EXERCISE INSTRUCTIONS:
All lines below must be repeated exactly, with the pictures omitted.
──────── TASK INPUTS ────────
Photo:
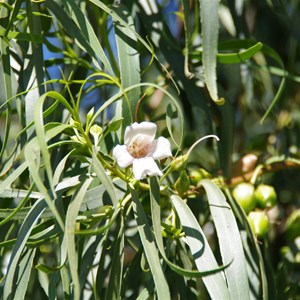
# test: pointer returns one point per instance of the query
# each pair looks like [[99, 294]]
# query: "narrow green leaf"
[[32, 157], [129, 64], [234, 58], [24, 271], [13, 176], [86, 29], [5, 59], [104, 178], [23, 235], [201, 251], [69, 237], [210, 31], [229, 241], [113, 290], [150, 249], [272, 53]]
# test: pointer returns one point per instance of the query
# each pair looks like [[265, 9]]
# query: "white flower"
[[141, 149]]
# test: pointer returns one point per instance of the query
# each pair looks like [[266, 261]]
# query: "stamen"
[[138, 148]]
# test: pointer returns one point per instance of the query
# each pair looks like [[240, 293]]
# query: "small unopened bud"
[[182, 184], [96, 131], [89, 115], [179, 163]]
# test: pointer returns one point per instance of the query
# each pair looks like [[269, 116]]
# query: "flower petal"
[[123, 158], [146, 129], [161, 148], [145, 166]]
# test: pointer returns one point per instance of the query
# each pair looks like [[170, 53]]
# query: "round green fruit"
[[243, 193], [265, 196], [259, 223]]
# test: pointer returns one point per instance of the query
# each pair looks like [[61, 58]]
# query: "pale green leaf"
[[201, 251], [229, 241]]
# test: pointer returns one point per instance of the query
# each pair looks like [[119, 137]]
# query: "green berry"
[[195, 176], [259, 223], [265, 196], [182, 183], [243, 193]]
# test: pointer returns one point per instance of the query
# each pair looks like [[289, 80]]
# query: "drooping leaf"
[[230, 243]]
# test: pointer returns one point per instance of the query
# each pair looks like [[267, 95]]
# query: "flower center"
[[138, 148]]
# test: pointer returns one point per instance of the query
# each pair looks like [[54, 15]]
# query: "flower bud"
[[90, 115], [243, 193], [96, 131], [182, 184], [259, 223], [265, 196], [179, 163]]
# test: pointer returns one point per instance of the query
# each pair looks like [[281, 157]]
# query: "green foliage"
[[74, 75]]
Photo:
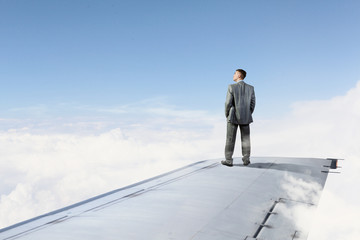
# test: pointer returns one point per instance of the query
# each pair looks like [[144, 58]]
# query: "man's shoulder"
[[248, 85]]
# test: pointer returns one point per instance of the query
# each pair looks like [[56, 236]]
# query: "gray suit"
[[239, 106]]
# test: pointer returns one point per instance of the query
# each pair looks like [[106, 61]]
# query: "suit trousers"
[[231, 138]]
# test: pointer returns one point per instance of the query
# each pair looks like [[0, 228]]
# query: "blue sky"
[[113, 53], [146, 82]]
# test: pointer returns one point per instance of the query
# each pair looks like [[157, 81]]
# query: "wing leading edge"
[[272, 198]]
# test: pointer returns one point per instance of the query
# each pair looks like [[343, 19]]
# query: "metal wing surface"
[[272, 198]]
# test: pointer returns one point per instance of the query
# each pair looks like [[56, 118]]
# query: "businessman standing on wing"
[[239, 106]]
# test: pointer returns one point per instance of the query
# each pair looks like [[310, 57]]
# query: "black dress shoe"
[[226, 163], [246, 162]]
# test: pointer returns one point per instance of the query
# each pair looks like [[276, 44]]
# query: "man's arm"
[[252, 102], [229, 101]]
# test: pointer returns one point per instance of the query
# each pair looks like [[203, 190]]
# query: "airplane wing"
────────
TASK ANSWER:
Photo:
# test: pointer returns one point per instance of the query
# each pair looks like [[99, 294]]
# query: "narrow green leaf"
[[32, 157], [129, 64], [234, 58], [24, 271], [13, 176], [86, 29], [5, 59], [104, 178], [23, 235], [201, 251], [69, 237], [210, 31], [229, 241], [113, 290], [150, 249], [272, 53]]
# test: pointer returns one point per instance of the query
# each pair looks like [[265, 9]]
# query: "white flower"
[[141, 149]]
# test: pointer returns one point per instance of the query
# each pair looks like [[266, 261]]
# query: "stamen"
[[138, 148]]
# test: pointer returns one point per instance of the query
# each pair looks like [[240, 293]]
# query: "small unopened bud"
[[182, 184], [96, 131], [89, 115], [179, 163]]
# test: pointer returns one point per instance of the query
# each pair looks like [[269, 116]]
# query: "flower petal"
[[123, 158], [146, 129], [161, 148], [145, 166]]
# test: pointer returns one point per instance of the query
# each pair looks like [[170, 53]]
# query: "round green fruit"
[[243, 193], [265, 196], [259, 223]]
# test: pointer returns one point per instance of the query
# each pair looks like [[61, 58]]
# query: "pale green leaf"
[[201, 251], [229, 241]]
# test: pointer returns one point per instance of the query
# each pair looks like [[119, 137]]
# query: "green berry"
[[195, 176], [259, 223], [265, 196], [182, 183], [243, 193]]
# test: pointer returns one point per instance of the query
# each pair looks like [[289, 80]]
# query: "drooping leaf"
[[230, 243]]
# test: pointer returns one point per instance of the query
# each pair looks like [[267, 95]]
# query: "flower center"
[[138, 148]]
# test: pointer returns one point per instance of the query
# each pair looks like [[54, 15]]
# query: "flower bud"
[[90, 115], [243, 193], [96, 131], [182, 184], [259, 223], [265, 196], [179, 163]]
# test: pointer returns one point per instance of the query
# each pair looks like [[281, 157]]
# query: "green foliage"
[[74, 75]]
Photo:
# test: pointer returns one point per instance of the query
# each pair looks like [[144, 58]]
# query: "man's shoulder"
[[248, 85]]
# test: pointer returns one point per instance of the query
# each pair looks like [[56, 236]]
# query: "gray suit"
[[239, 106]]
# test: pointer returns one point per instance of the query
# each pair looks like [[106, 61]]
# query: "suit trousers"
[[231, 138]]
# test: pointer returns one point per instance of the query
# each pair looks like [[0, 228]]
# query: "blue sky"
[[113, 53], [146, 82]]
# test: pointer returns one point per instance of the query
# each pair looks like [[157, 81]]
# query: "wing leading edge"
[[272, 198]]
# test: pointer returns one point per instance of the query
# each pair looks like [[343, 19]]
# query: "metal wing surface"
[[272, 198]]
# test: pointer returns one point per instance of the query
# each pair looks like [[56, 118]]
# query: "businessman standing on wing"
[[239, 106]]
# test: pointer returns one point per instance of the query
# each pair looks like [[310, 57]]
# query: "black dress shoe"
[[226, 163], [246, 162]]
# test: pointer returns one point per instance of the query
# each pair looks like [[276, 44]]
# query: "man's arm"
[[252, 102], [229, 101]]
# test: pointer returns one point per instance of the query
# each pair looks like [[203, 190]]
# query: "airplane wing"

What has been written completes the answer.